*REQUIRED WORK*: Repeat, exactly as written, the line containing "Where can the white ceiling" and each line after it through the end of the data.

*Stored data entries*:

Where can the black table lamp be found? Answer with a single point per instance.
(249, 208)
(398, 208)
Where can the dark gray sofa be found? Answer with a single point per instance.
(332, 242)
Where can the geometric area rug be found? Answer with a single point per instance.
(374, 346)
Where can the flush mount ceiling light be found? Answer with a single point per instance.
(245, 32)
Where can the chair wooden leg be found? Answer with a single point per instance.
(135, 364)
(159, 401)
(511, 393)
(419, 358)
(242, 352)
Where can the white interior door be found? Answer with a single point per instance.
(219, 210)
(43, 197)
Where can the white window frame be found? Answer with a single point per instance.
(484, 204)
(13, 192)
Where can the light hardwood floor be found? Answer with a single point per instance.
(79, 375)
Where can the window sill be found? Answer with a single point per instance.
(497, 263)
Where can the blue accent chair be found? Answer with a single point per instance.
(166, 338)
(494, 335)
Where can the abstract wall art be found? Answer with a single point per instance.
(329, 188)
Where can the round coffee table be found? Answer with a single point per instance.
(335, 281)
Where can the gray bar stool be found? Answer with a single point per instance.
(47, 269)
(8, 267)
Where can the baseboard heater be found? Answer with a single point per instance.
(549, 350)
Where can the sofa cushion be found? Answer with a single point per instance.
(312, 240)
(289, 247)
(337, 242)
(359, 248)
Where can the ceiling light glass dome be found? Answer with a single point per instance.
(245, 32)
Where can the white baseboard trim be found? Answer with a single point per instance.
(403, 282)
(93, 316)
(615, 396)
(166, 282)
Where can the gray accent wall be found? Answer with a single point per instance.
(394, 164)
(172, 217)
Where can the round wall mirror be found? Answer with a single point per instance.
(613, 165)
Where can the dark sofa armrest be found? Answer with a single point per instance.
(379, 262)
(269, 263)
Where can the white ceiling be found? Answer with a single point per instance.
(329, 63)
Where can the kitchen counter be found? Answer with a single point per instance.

*PROBLEM SOLUTION*:
Where can the white ceiling be found? Answer with a single point per instance.
(329, 63)
Where can the kitchen counter be found? Answer with a single point per instance.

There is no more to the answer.